What the task asks =>
All of the records should be given again exactly as they appear.

Available data =>
──────────

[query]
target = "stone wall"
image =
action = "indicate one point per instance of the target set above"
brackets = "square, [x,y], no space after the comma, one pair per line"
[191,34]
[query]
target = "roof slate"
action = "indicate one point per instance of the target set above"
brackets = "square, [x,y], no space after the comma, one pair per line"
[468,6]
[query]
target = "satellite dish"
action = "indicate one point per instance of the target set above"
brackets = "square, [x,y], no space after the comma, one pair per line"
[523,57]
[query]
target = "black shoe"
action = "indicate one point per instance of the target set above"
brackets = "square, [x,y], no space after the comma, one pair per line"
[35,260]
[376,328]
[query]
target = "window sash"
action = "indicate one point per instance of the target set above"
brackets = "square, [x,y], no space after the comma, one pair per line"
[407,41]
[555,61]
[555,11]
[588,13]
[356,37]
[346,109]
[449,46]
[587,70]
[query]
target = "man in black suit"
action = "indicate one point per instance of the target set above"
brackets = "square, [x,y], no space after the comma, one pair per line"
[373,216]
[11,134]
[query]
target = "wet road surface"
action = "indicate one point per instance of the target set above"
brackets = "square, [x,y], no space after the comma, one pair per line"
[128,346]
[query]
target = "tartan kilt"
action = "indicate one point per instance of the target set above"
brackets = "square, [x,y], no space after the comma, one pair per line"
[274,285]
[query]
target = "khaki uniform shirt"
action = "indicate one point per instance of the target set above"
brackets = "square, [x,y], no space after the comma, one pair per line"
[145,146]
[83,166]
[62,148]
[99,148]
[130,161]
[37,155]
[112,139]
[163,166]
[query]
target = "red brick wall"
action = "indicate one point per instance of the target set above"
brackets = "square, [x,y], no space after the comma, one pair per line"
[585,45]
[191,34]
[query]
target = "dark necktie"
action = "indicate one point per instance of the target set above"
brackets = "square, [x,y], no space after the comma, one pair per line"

──────────

Exercise result =>
[query]
target = "stone wall"
image =
action = "indicate one point per instance of the target set above"
brackets = "square, [x,y], no space after the comma, one pair per line"
[191,34]
[query]
target = "roof slate"
action = "indicate one point per instance of the target set above"
brackets = "square, [x,y], no space after the comma, one pair per line"
[468,6]
[query]
target = "satellite dish"
action = "indicate one point per instance of the target set above"
brackets = "square, [x,y], no space after the comma, one pair per line"
[523,57]
[query]
target = "black shoe"
action = "indicate one point per instance of the target set above"
brackets = "square, [x,y], no space after the comma, one pair per line"
[35,260]
[376,328]
[query]
target = "window sash"
action = "indicate one point per instance of the target set above"
brackets = "square, [x,y], no space after the comma, one pair per line"
[407,41]
[555,61]
[555,11]
[588,13]
[356,37]
[346,109]
[449,46]
[587,70]
[query]
target = "man in black suit"
action = "indicate one point per instance of the target set above"
brackets = "square, [x,y], no space after the comma, one pair per line"
[373,216]
[11,134]
[query]
target = "wet road surface"
action = "indicate one point per instance of the target set above"
brackets = "square, [x,y], no space after the comma, one pair per line"
[128,346]
[query]
target = "tartan kilt"
action = "indicate one point per instance of the target set above"
brackets = "square, [x,y], no space after the comma, one pair per line"
[274,285]
[query]
target = "khaki uniform shirt"
action = "indicate one point per instance of the target set above"
brackets = "square, [x,y], no space after the comma, one pair per line"
[145,146]
[83,166]
[62,148]
[99,148]
[130,161]
[37,155]
[112,139]
[163,166]
[query]
target = "red brick wall"
action = "indicate one point per instance of the target set above"
brackets = "square, [x,y], no space after the comma, one pair per line"
[585,45]
[191,34]
[query]
target = "dark necktie"
action = "indicate one point per instance of the target set above"
brackets = "square, [x,y], no space after the comma, one pair per line"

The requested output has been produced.